- **TASK OBJECTIVE**
Answer these questions from the text on nanomaterials in medical devices:
1. Which body made the amendment to Essential Principle 7?
2. What number and title does the added principle carry?
3. To which particles does Subclause(1) not apply?

- **EXERCISE TEXT**
┌────────

As the advancement of the technology of medical devices is progressing, more medical devices have been incorporated with nanomaterials served as part of their features. The authority emphasises mitigating the risk of nanomaterials in consideration of the safety and effectiveness, including chemical, physical and biocompatibility.
Recently, this amendment has been made by the Therapeutic Goods Administration (TGA) on the existing Essential Principle 7 to include the additional obligations to nanomaterials in use:
7.7 Minimization of risks associated with nanomaterials
- 1. A medical device must be designed and produced in a way that ensures that any risks associated with the size and the properties of particles which are, or can be, released into a patient’s or user’s body are minimized.
- 2. In minimizing risks, particular attention must be paid to the use of nanomaterials.
- 3. Subclause(1) does not apply to particles that come into contact with intact skin only.

└────────

- **DATA SUPPLIED**
┌────────

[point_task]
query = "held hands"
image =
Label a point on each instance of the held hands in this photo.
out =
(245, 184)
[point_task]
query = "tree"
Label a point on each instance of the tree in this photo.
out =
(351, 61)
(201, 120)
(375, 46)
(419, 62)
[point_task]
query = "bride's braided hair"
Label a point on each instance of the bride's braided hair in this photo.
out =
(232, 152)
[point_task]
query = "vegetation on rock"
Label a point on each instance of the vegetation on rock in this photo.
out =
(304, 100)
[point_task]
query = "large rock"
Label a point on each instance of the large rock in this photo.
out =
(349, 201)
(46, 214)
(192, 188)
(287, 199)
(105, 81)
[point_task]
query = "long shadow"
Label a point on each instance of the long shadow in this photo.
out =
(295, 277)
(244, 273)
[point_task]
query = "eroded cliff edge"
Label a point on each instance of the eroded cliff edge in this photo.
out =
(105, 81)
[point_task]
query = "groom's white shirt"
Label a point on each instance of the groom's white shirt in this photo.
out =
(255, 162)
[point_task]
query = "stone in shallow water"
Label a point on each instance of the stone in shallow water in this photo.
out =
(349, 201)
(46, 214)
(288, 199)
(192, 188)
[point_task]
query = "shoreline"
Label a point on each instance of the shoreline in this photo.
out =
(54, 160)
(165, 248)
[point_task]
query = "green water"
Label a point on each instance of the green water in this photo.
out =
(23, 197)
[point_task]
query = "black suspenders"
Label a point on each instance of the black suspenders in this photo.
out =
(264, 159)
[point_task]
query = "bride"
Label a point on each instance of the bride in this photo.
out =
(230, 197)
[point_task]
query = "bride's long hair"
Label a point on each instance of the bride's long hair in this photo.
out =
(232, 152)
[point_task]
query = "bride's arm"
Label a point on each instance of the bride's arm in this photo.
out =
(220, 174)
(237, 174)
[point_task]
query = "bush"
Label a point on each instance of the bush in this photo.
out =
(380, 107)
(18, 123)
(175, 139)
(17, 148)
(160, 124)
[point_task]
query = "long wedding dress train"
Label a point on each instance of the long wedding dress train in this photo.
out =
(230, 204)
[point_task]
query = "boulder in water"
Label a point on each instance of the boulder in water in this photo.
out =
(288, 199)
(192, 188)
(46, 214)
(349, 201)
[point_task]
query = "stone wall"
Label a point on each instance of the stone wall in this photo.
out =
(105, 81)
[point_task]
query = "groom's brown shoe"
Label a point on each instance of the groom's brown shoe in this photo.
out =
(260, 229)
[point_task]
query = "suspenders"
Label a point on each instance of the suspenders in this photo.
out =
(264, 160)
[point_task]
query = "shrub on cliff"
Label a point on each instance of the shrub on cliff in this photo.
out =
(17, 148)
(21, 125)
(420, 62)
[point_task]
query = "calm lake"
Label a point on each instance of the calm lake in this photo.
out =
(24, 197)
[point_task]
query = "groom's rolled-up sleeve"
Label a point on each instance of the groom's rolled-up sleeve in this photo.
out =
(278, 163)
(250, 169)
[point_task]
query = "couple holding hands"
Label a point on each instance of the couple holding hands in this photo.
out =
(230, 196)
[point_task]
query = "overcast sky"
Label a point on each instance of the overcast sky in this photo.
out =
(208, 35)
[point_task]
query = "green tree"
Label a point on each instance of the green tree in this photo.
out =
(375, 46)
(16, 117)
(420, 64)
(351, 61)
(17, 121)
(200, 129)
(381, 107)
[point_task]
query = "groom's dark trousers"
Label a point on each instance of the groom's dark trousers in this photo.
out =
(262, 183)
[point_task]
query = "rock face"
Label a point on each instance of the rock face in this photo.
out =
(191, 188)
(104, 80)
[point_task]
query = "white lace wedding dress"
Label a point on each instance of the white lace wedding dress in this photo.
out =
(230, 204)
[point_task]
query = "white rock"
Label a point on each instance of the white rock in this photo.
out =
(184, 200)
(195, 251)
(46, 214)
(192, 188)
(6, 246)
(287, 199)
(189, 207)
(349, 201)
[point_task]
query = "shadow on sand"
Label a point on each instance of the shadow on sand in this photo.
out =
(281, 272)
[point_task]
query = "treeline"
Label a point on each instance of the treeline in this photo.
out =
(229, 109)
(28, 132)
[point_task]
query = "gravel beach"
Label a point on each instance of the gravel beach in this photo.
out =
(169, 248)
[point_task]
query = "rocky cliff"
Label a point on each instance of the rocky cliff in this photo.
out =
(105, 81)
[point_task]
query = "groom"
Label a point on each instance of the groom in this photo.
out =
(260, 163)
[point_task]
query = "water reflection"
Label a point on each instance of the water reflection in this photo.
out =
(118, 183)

└────────

- **OUTPUT OF THE EXERCISE**
1. The Therapeutic Goods Administration (TGA).
2. 7.7, "Minimization of risks associated with nanomaterials."
3. Particles that come into contact with intact skin only.